A boy with many sides

By Bill Briggs and Jason Blevins
Denver Post Staff Writers

May 2 - There were the bullets - the slugs he fired into mountain pine trees last fall for fun and all those rounds he gleefully sprayed into dozens of his classmates 12 days ago. No one disputes that.

There were his racist ramblings, the Internet death lists, the bedroom-made bombs he nicknamed "Peltro" and "Pazzie." And there was that seething, secret hunger to "just kill." Those are the facts. That is the profile.

But two weeks before Eric Harris stormed Columbine High School with guns in his hands, bombs in his pockets and payback on his mind, his biggest worry was his seizure-wracked dog. The sick pooch was all he talked about on a recent date, a friend says.

Even as the clock ticked down to his long-planned, self-appointed zero hour, Harris was smiling, rolling strikes and trading happy "high fives" with other teens at their weekly Friday night bowling party. Two weeks later, some of those same kids said he was throwing the high fives with his best friend, Dylan Klebold, as they summarily executed 12 fellow students and one teacher.

At work, Harris could be a cut up, talking in funny voices and telling jokes. At school, he could be an inspired student and writer, hurling his hand in the air to offer his take on Shakespeare. He told girls they looked nice. He escorted friends to class. He gave one teacher a Christmas present. He had a contagious laugh. He talked about building a better future.

"I think he was the greatest actor I've ever known because he never showed me anything, never deviated from the character I knew - a bright, smiling kid," says friend and fellow Columbine student Jennifer LaPlante, 18.

Eric Harris was a killer, certainly cold-blooded, probably deranged. But to simply boil an 18-year-old high school senior down to a soulless, Nazi-loving monster is too easy, too clean. It misses the point: If most kids have two sides, Harris had 10 - some charming, some spiteful, one lethal.

* What you will do *
Carry on the profile of Eric Harris from its last paragraph.

* Data shown *
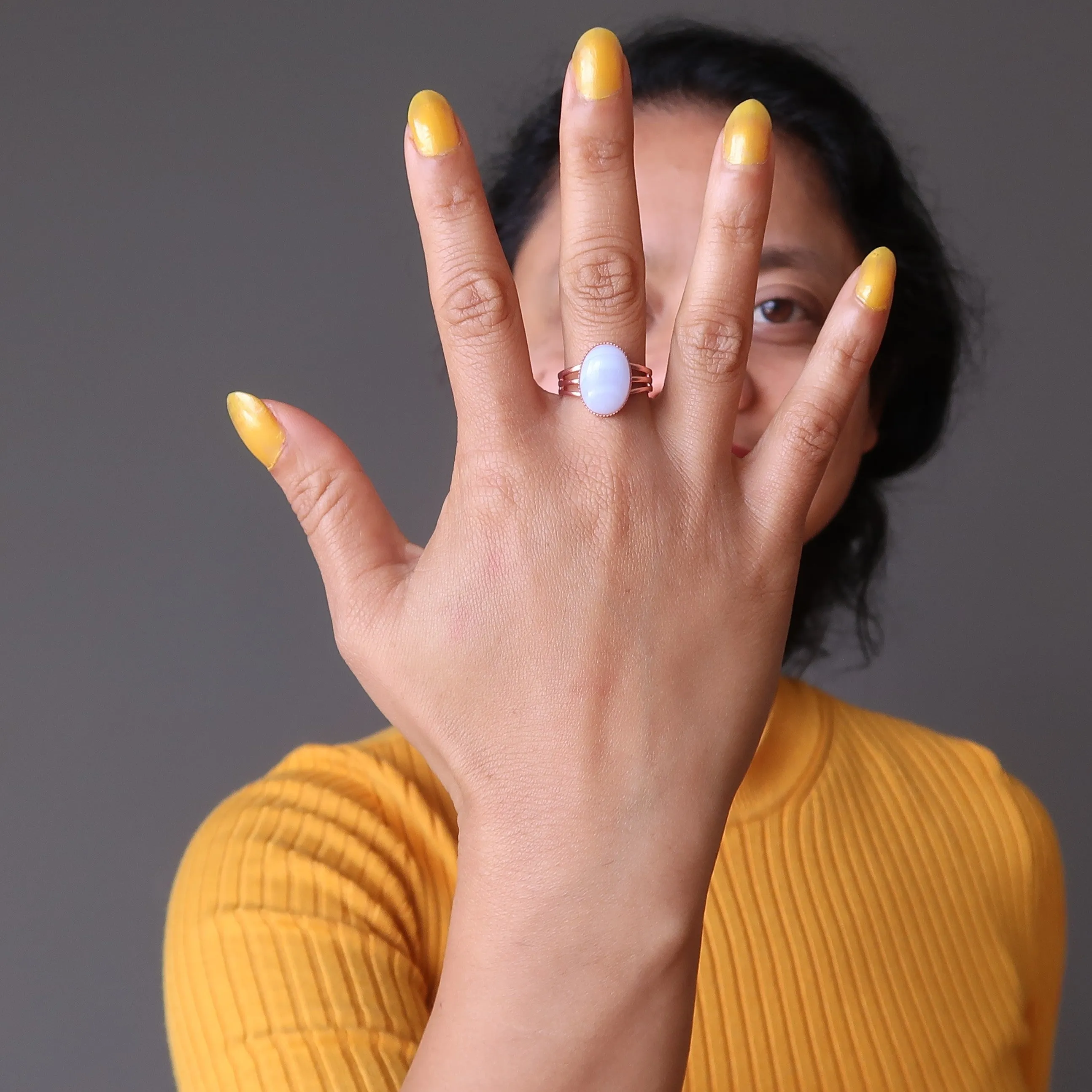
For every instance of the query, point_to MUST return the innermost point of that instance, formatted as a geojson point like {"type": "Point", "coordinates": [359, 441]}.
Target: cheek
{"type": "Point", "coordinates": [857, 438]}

* Response box *
What made him snap? Was it his rejection by the Marine Corps five days before the April 20 massacre? Was it a decision before the shootings to stop taking his anti-psychotic drugs? Was it years of schoolyard taunts? Was it life under the shadow of a successful brother or a decorated military father? Answers to these questions might explain the unexplainable.

But his parents, Wayne and Katherine Harris, have declined repeated interview requests from The Denver Post. They left their home in unincorporated Jefferson County after the shootings, hired an attorney and urged their friends and co-workers to avoid reporters. They also have refused to talk with investigators unless granted immunity.

Interviews with more than two dozen close friends and classmates offer a chilling portrait of an outwardly normal but shy teenager who suddenly careened into a world of hate and violence.

Eric David Harris was born on April 9, 1981, in Wichita, Kan., where his dad was working at the Boeing Military Airplane Co. Wayne Harris already was an officer and a heavily decorated pilot lauded for a cool hand during airborne refueling missions.

In 1983, Wayne and Kathy and their sons, Kevin, then 5, and Eric, moved to Beavercreek, Ohio, where Harris flew for the 4952nd Test Squadron at Wright Air Force Base.

Eric attended first and second grade at Valley Elementary School in Beavercreek and his father continued collecting medals. Harris' flying "skill and leadership" helped in the testing of strategic missile and space systems, Air Force records show. He earned the meritorious service medal, four oak leaf clusters, two bronze service stars and an award for small arms marksmanship.

His youngest boy would aspire to be a military man too, but would also develop a twisted love for combat gore and battlefield violence.

In 1989, Wayne Harris, still flying KC-135 refueling tankers, was transferred to the Wurtsmith Air Force base in Oscoda, Mich., a small city near the shore of Lake Huron. Instead of living on base, he bought a two-story, Cape Cod-style home in a comfortable subdivision next to Cedar Lake.

"I just remember they wanted the children to have a normal, off-base relationship in a normal community," says the Rev. Bill Stone, a pastor who lived across the street. "They were just great neighbors - friendly, outgoing, caring."

Wayne Harris, a Scoutmaster and baseball coach, got elected to the nine-member Lake Shores Property Owners Association. Kathy Harris was a stay-at-home mom. The family lived on a wooded lot on a street where deer often graze in the flower gardens and kids splash around at the neighborhood beach club. After work, Wayne Harris shot baskets with his two boys. Eric Harris attended third and fourth grades at Cedar Lake Elementary School. But their stay ended when Wurtsmith was shut down at the end of 1991 and Wayne Harris was transferred to the air base in Plattsburgh, N.Y.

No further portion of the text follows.